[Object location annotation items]
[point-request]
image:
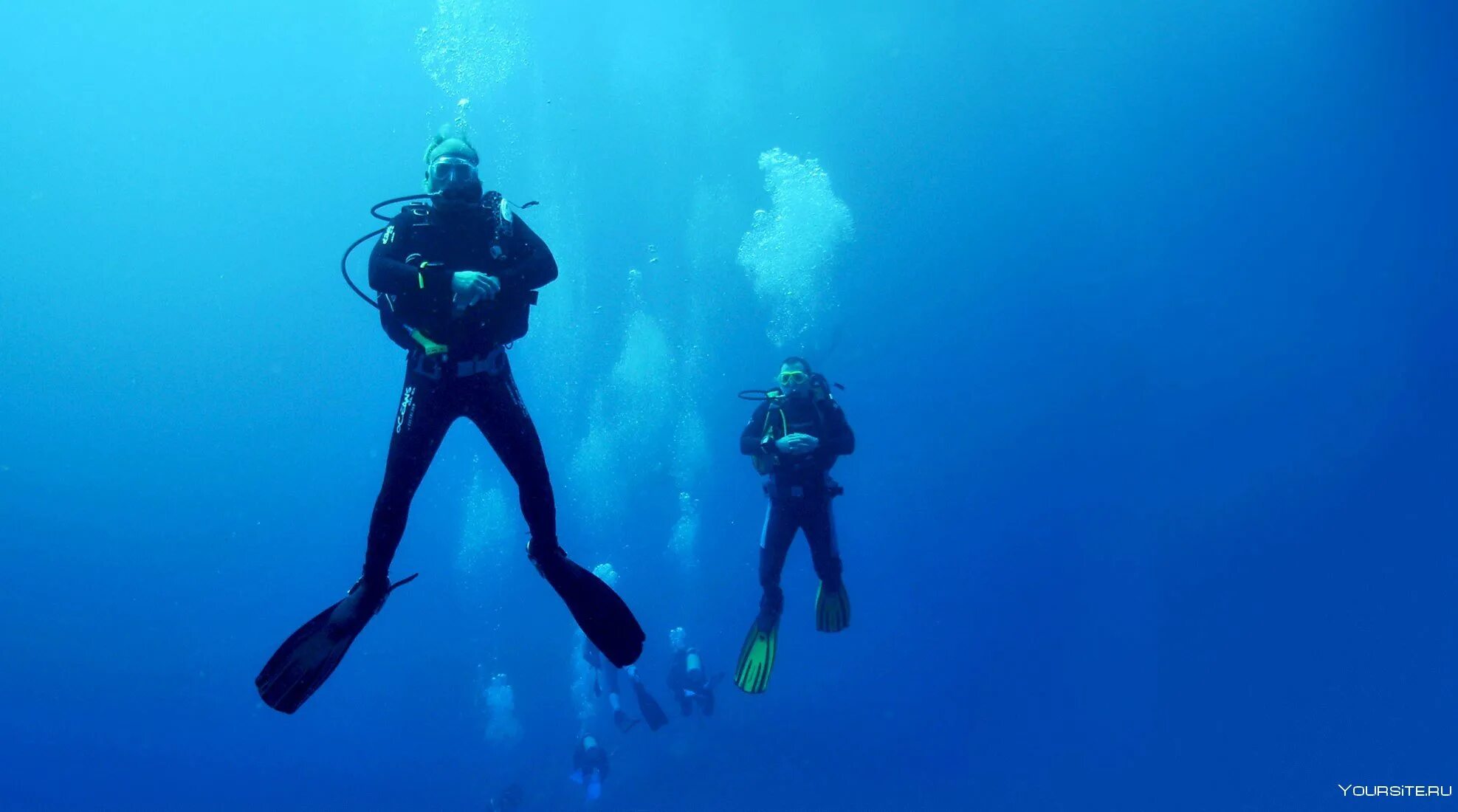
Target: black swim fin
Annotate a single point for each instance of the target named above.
(647, 706)
(311, 653)
(602, 616)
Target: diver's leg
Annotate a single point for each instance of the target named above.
(420, 423)
(498, 410)
(819, 532)
(496, 407)
(774, 546)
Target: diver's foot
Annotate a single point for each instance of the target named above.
(598, 610)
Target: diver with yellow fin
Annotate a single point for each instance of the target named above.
(794, 438)
(457, 276)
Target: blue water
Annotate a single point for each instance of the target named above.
(1145, 327)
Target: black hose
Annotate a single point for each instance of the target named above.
(345, 264)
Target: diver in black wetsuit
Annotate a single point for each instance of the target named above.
(687, 678)
(589, 765)
(455, 282)
(794, 439)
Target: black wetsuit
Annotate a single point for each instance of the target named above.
(411, 267)
(690, 687)
(800, 487)
(589, 760)
(605, 674)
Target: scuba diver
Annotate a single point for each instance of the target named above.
(605, 677)
(794, 439)
(455, 278)
(508, 801)
(605, 674)
(589, 765)
(687, 678)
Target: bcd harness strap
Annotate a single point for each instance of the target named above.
(430, 366)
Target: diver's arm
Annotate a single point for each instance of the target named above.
(532, 264)
(750, 439)
(394, 269)
(396, 328)
(839, 438)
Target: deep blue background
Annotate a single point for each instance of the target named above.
(1146, 337)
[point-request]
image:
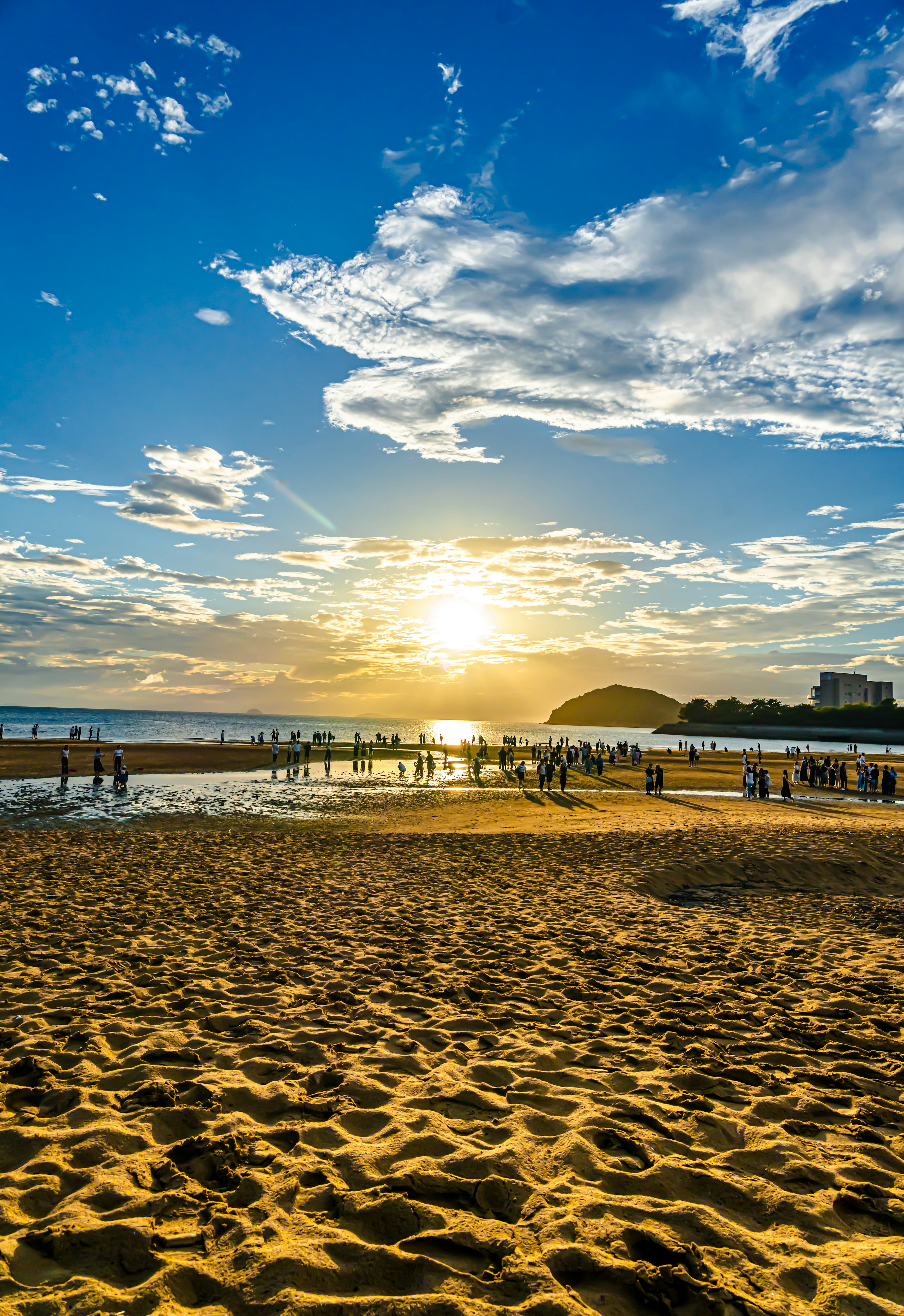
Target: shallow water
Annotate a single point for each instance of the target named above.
(282, 793)
(149, 726)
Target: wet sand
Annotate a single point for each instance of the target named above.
(458, 1053)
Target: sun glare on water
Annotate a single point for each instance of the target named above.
(460, 626)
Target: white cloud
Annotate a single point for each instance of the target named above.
(452, 77)
(214, 318)
(619, 448)
(45, 76)
(183, 481)
(212, 48)
(708, 311)
(147, 114)
(176, 120)
(214, 106)
(36, 485)
(757, 32)
(162, 114)
(123, 86)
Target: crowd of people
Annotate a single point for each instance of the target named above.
(552, 761)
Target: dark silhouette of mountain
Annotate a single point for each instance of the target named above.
(616, 706)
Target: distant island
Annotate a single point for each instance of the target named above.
(615, 706)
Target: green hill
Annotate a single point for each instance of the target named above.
(616, 706)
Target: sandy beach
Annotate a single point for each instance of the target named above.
(462, 1055)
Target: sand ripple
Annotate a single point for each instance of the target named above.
(319, 1072)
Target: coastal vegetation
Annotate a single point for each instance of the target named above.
(773, 713)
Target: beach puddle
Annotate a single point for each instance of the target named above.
(281, 793)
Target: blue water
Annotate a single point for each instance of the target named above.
(290, 794)
(143, 726)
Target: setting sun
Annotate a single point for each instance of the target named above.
(460, 626)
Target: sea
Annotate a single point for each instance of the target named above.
(140, 726)
(274, 793)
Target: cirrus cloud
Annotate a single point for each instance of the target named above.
(726, 309)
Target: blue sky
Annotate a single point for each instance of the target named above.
(539, 347)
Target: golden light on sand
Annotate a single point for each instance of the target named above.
(458, 624)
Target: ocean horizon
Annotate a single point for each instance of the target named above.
(160, 726)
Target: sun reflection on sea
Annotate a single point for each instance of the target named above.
(453, 732)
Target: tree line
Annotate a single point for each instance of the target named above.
(773, 713)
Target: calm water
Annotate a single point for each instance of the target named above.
(131, 726)
(278, 794)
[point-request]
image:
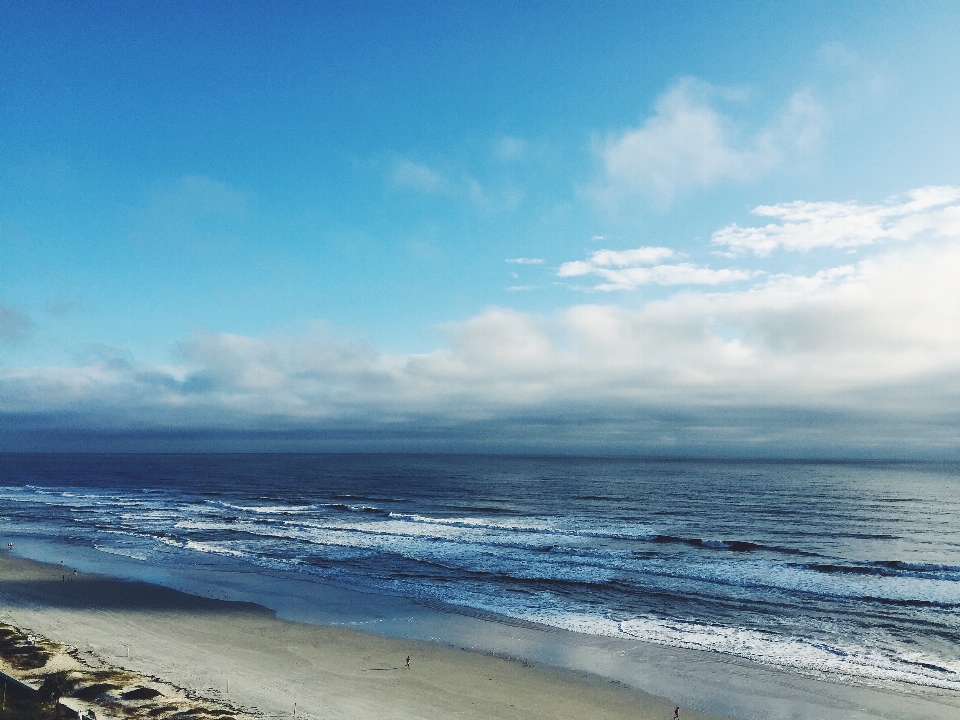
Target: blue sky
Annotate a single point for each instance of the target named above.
(664, 228)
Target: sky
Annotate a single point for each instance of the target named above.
(666, 229)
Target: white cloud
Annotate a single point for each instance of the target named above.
(629, 269)
(859, 354)
(14, 323)
(510, 148)
(688, 143)
(416, 176)
(805, 226)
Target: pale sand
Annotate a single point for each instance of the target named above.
(200, 644)
(333, 672)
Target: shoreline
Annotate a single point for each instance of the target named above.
(622, 679)
(201, 644)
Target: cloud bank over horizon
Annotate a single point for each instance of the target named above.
(439, 228)
(872, 345)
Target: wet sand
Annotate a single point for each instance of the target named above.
(201, 644)
(461, 666)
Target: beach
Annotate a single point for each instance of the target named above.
(271, 664)
(242, 653)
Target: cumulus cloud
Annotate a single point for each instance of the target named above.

> [What you are asked to do] Revise the items above, replacing every occurrence of "Annotate a single point" with "Place one point" and keeping everything else unchanged. Omit the pictures from your answer.

> [Task response]
[point-request]
image:
Target: black swim fin
Place one point for each instance of the target named above.
(647, 706)
(311, 653)
(602, 616)
Target: diver's leg
Place one point for each instance of the target named above.
(420, 423)
(498, 410)
(819, 532)
(496, 407)
(774, 546)
Target: diver's foot
Place one point for each instance of the target named above.
(598, 610)
Target: diver with yellow fin
Place one point for each instance of the target named above.
(794, 438)
(457, 276)
Target: blue water
Place one point for each instance of the target named above.
(1145, 327)
Target: black hose
Place one point for each instance of the target named above.
(345, 264)
Target: diver in black wetsuit
Place one point for each instance of the target named above.
(687, 678)
(589, 765)
(455, 282)
(794, 439)
Target: black wetsuit
Place one point for each instance of the target named above.
(411, 267)
(690, 687)
(800, 487)
(589, 760)
(605, 674)
Target: scuba diver
Place one point for each instance of the target named above.
(605, 677)
(794, 439)
(455, 278)
(508, 801)
(605, 674)
(589, 765)
(687, 678)
Target: bcd harness strap
Place one point for each instance of the target named above.
(430, 366)
Target: diver's arm
Place one point for each instance of the target named above.
(532, 264)
(750, 439)
(394, 269)
(396, 328)
(839, 438)
Target: deep blue background
Place one point for each instance of the target named above.
(1146, 337)
[point-request]
image:
Target: shallow water
Place one point for each instance of the target named above.
(282, 793)
(149, 726)
Target: wet sand
Place one point for each instance of the target named above.
(458, 1053)
Target: sun glare on water
Place one point for each instance of the target named above.
(460, 626)
Target: white cloud
Place one point for each instance of the target named above.
(452, 77)
(214, 318)
(619, 448)
(45, 76)
(183, 481)
(212, 48)
(708, 311)
(147, 114)
(176, 120)
(214, 106)
(36, 485)
(757, 32)
(162, 114)
(123, 86)
Target: crowd of people
Place one point for each instance of the target named above.
(552, 761)
Target: dark silhouette of mountain
Place one point for each instance of the target named above.
(616, 706)
Target: distant island
Place one point for each instance of the target named above.
(615, 706)
Target: green hill
Place one point for each instance of the target named above.
(616, 706)
Target: sandy beach
Place one point for each instance of the target named above.
(462, 1055)
Target: sand ripple
Place one point for each instance of the target named above.
(319, 1072)
Target: coastal vegetation
Place one point for each instance of the target named above.
(773, 713)
Target: beach puddle
Place one point for each instance of the target named above.
(281, 793)
Target: blue water
Place one point for each instance of the target named above.
(290, 794)
(143, 726)
Target: setting sun
Place one point for each instance of the target named above.
(460, 626)
Target: sea
Place one point for each instance of the target named above.
(140, 726)
(274, 793)
Target: cirrus cloud
Place one point for each instance of the target named above.
(726, 309)
Target: blue sky
Place one point for each instance of the target named above.
(539, 347)
Target: golden light on sand
Place one point for each instance of the target named above.
(458, 624)
Target: ocean horizon
Place one point for each instance of the target named above.
(160, 726)
Target: sun reflection on sea
Place one point for each instance of the target named above.
(453, 732)
Target: tree line
Place one point for each instance of the target named above.
(773, 713)
Target: calm water
Place one point for each instance of the target named above.
(131, 726)
(278, 794)
[point-request]
image:
Target: blue sky
Place one point for each instance of the target named above.
(664, 228)
Target: sky
Place one point for each instance of the target named above.
(666, 229)
Target: white cloud
Place one point for each instance of the target named above.
(629, 269)
(859, 354)
(14, 323)
(510, 148)
(688, 143)
(416, 176)
(805, 226)
Target: pale sand
Place one point for each instance of the target named above.
(200, 644)
(333, 672)
Target: shoreline
Place one point for each instance of the target named above.
(622, 679)
(201, 644)
Target: cloud bank over horizon
Place one point for each instance of the target named above.
(439, 228)
(872, 345)
Target: wet sand
Place one point for each instance of the target named above.
(201, 644)
(461, 666)
Target: beach
Place one point for each instance of the target named above.
(271, 664)
(242, 653)
Target: cumulus cloud
Place one point for each instance of the target named above.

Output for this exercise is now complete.